» **YOUR GOAL**
All lines of the listing below must be reproduced character for character.

--- GIVEN DATA ---

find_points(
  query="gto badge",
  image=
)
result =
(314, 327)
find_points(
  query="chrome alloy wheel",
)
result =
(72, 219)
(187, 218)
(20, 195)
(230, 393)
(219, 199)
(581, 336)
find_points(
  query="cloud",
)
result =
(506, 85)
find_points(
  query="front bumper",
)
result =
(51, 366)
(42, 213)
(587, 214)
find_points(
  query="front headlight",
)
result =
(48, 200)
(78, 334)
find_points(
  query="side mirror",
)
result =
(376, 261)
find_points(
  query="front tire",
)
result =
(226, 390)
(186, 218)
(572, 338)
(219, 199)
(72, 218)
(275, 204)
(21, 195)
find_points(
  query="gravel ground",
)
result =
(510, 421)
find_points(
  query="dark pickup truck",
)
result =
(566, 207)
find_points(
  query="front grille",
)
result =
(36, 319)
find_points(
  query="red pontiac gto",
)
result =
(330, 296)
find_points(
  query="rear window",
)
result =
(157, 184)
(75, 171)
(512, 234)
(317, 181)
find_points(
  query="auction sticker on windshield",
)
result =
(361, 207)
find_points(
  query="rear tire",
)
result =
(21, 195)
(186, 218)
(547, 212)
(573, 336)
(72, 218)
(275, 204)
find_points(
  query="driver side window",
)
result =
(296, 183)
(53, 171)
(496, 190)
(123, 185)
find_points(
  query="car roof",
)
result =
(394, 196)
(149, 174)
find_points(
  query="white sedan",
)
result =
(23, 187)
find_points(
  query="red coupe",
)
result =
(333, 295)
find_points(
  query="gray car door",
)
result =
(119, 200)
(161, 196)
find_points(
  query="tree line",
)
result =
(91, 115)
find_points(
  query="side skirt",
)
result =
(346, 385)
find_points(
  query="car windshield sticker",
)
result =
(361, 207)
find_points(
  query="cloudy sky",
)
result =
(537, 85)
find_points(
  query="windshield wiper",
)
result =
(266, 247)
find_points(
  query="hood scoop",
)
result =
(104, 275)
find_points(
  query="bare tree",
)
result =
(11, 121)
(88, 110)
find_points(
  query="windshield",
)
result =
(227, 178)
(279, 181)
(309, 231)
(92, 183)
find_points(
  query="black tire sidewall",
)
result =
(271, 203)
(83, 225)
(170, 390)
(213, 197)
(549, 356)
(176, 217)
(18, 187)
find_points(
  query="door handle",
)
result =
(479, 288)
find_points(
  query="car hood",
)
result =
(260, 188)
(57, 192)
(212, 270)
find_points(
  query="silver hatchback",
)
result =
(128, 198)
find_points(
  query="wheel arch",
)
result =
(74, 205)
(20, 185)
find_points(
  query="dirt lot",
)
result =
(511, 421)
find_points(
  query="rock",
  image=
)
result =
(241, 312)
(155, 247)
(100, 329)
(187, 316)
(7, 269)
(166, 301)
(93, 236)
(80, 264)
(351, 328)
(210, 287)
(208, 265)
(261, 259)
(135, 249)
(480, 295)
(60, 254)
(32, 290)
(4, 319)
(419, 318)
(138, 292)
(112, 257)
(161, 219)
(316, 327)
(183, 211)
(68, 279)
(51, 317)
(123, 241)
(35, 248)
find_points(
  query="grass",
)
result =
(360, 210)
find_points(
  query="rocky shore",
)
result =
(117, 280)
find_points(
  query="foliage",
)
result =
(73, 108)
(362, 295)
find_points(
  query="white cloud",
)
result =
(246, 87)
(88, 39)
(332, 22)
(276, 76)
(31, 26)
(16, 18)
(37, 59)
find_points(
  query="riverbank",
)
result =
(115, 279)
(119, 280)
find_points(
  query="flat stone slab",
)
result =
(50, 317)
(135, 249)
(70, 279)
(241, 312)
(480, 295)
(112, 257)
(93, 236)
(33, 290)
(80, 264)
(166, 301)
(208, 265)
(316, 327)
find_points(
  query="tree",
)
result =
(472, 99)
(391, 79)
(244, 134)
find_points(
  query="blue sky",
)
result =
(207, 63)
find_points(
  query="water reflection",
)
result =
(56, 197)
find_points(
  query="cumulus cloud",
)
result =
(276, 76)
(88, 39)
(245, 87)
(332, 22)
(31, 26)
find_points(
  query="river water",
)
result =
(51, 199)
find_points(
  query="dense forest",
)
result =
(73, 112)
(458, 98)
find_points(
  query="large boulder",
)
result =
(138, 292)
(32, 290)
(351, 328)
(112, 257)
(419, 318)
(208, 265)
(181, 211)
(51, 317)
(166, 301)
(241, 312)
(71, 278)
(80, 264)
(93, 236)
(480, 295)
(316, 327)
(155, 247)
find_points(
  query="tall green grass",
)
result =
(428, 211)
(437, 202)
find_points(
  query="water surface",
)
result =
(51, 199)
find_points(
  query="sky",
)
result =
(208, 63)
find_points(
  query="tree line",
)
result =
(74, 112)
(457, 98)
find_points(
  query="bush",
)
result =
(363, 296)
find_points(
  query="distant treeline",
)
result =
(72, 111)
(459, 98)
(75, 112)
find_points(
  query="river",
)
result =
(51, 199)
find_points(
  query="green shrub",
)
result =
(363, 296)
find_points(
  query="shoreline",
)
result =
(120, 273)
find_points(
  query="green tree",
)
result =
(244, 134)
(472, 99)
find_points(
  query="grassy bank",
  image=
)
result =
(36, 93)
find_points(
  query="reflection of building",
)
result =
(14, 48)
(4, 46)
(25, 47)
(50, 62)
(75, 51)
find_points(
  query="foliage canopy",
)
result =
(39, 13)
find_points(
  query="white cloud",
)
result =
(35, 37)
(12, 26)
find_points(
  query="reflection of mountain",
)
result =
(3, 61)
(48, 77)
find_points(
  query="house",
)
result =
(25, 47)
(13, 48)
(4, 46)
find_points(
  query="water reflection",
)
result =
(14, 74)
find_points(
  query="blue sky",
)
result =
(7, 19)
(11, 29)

---

» **RESPONSE BELOW**
find_points(
  query="gto badge",
  image=
)
result =
(314, 327)
find_points(
  query="chrome alloy wheel",
)
result =
(72, 219)
(187, 218)
(20, 195)
(230, 393)
(219, 199)
(581, 336)
find_points(
  query="cloud",
)
result =
(506, 85)
find_points(
  query="front bumper",
)
result =
(51, 366)
(42, 213)
(587, 214)
find_points(
  query="front headlight",
)
result =
(48, 200)
(78, 334)
find_points(
  query="side mirror",
)
result =
(376, 261)
find_points(
  query="front tire",
)
result =
(226, 390)
(186, 218)
(572, 338)
(219, 199)
(72, 218)
(275, 204)
(21, 195)
find_points(
  query="gravel ground",
)
result =
(510, 421)
find_points(
  query="dark pickup truck",
)
result =
(566, 207)
find_points(
  query="front grille",
)
result =
(36, 319)
find_points(
  query="red pontiac gto",
)
result =
(330, 296)
find_points(
  query="rear window",
)
result =
(157, 184)
(75, 171)
(512, 234)
(317, 181)
find_points(
  query="auction sticker on windshield",
)
result =
(361, 207)
find_points(
  query="rear tire",
)
result =
(21, 195)
(186, 218)
(547, 212)
(573, 336)
(72, 218)
(275, 204)
find_points(
  query="driver side window",
)
result =
(296, 183)
(53, 171)
(496, 190)
(123, 185)
find_points(
  query="car roof",
)
result =
(394, 196)
(149, 174)
find_points(
  query="white sedan",
)
result =
(23, 187)
find_points(
  query="red coupe",
)
result =
(333, 295)
find_points(
  query="gray car door",
)
result =
(119, 200)
(161, 196)
find_points(
  query="tree line",
)
result =
(91, 115)
find_points(
  query="side skirt",
)
result =
(346, 385)
find_points(
  query="car windshield sticker",
)
result =
(361, 207)
find_points(
  query="cloudy sky",
)
result =
(537, 85)
find_points(
  query="windshield wiper",
)
result =
(266, 247)
find_points(
  query="hood scoop",
)
result =
(104, 275)
find_points(
  query="bare tree",
)
result =
(11, 121)
(88, 110)
find_points(
  query="windshield",
)
result =
(227, 178)
(279, 181)
(309, 231)
(92, 183)
find_points(
  query="black tire sidewall",
)
result =
(271, 203)
(83, 225)
(170, 390)
(213, 197)
(549, 356)
(176, 217)
(18, 187)
find_points(
  query="door handle",
)
result =
(479, 288)
find_points(
  query="car hood",
)
result =
(260, 188)
(57, 192)
(212, 270)
find_points(
  query="silver hatchback",
)
result =
(128, 198)
find_points(
  query="wheel arch",
)
result =
(74, 205)
(20, 185)
find_points(
  query="dirt lot",
)
result =
(511, 421)
find_points(
  query="rock",
  image=
)
result =
(241, 312)
(155, 247)
(100, 329)
(187, 316)
(7, 269)
(166, 301)
(93, 236)
(80, 264)
(351, 328)
(210, 287)
(208, 265)
(261, 259)
(135, 249)
(480, 295)
(60, 254)
(32, 290)
(4, 319)
(419, 318)
(138, 292)
(112, 257)
(161, 219)
(316, 327)
(183, 211)
(68, 279)
(51, 317)
(123, 241)
(35, 248)
find_points(
  query="grass",
)
result =
(360, 210)
find_points(
  query="rocky shore",
)
result =
(117, 280)
find_points(
  query="foliage",
)
result =
(73, 108)
(362, 295)
find_points(
  query="white cloud",
)
result =
(246, 87)
(88, 39)
(332, 22)
(276, 76)
(31, 26)
(16, 18)
(37, 59)
find_points(
  query="riverbank",
)
result =
(115, 279)
(119, 280)
find_points(
  query="flat stone slab",
)
result =
(50, 317)
(135, 249)
(70, 279)
(241, 312)
(480, 295)
(112, 257)
(93, 236)
(33, 290)
(80, 264)
(166, 301)
(208, 265)
(316, 327)
find_points(
  query="tree",
)
result =
(472, 99)
(391, 79)
(244, 134)
find_points(
  query="blue sky",
)
result =
(207, 63)
find_points(
  query="water reflection",
)
result =
(56, 197)
find_points(
  query="cumulus cloud",
)
result =
(276, 76)
(88, 39)
(245, 87)
(332, 22)
(31, 26)
find_points(
  query="river water",
)
result =
(51, 199)
find_points(
  query="dense forest",
)
result =
(73, 112)
(458, 98)
find_points(
  query="large boulder",
)
result =
(138, 292)
(32, 290)
(351, 328)
(112, 257)
(419, 318)
(208, 265)
(181, 211)
(51, 317)
(166, 301)
(241, 312)
(71, 278)
(80, 264)
(93, 236)
(480, 295)
(316, 327)
(155, 247)
find_points(
  query="tall green grass",
)
result =
(428, 211)
(437, 202)
find_points(
  query="water surface",
)
result =
(51, 199)
find_points(
  query="sky",
)
result =
(208, 63)
find_points(
  query="tree line",
)
result =
(74, 112)
(457, 98)
find_points(
  query="bush",
)
result =
(363, 296)
find_points(
  query="distant treeline",
)
result =
(72, 111)
(459, 98)
(75, 112)
find_points(
  query="river",
)
result =
(51, 199)
find_points(
  query="green shrub",
)
result =
(363, 296)
find_points(
  query="shoreline",
)
result =
(120, 273)
find_points(
  query="green tree",
)
result =
(244, 134)
(472, 99)
find_points(
  query="grassy bank",
  image=
)
result =
(36, 93)
find_points(
  query="reflection of building",
)
result =
(14, 48)
(4, 46)
(25, 47)
(50, 62)
(75, 51)
find_points(
  query="foliage canopy",
)
result =
(39, 13)
find_points(
  query="white cloud",
)
result =
(35, 37)
(12, 26)
find_points(
  query="reflection of mountain",
)
result =
(3, 61)
(48, 77)
find_points(
  query="house",
)
result =
(25, 47)
(13, 48)
(4, 46)
find_points(
  query="water reflection",
)
result =
(14, 74)
find_points(
  query="blue sky",
)
result =
(7, 19)
(11, 29)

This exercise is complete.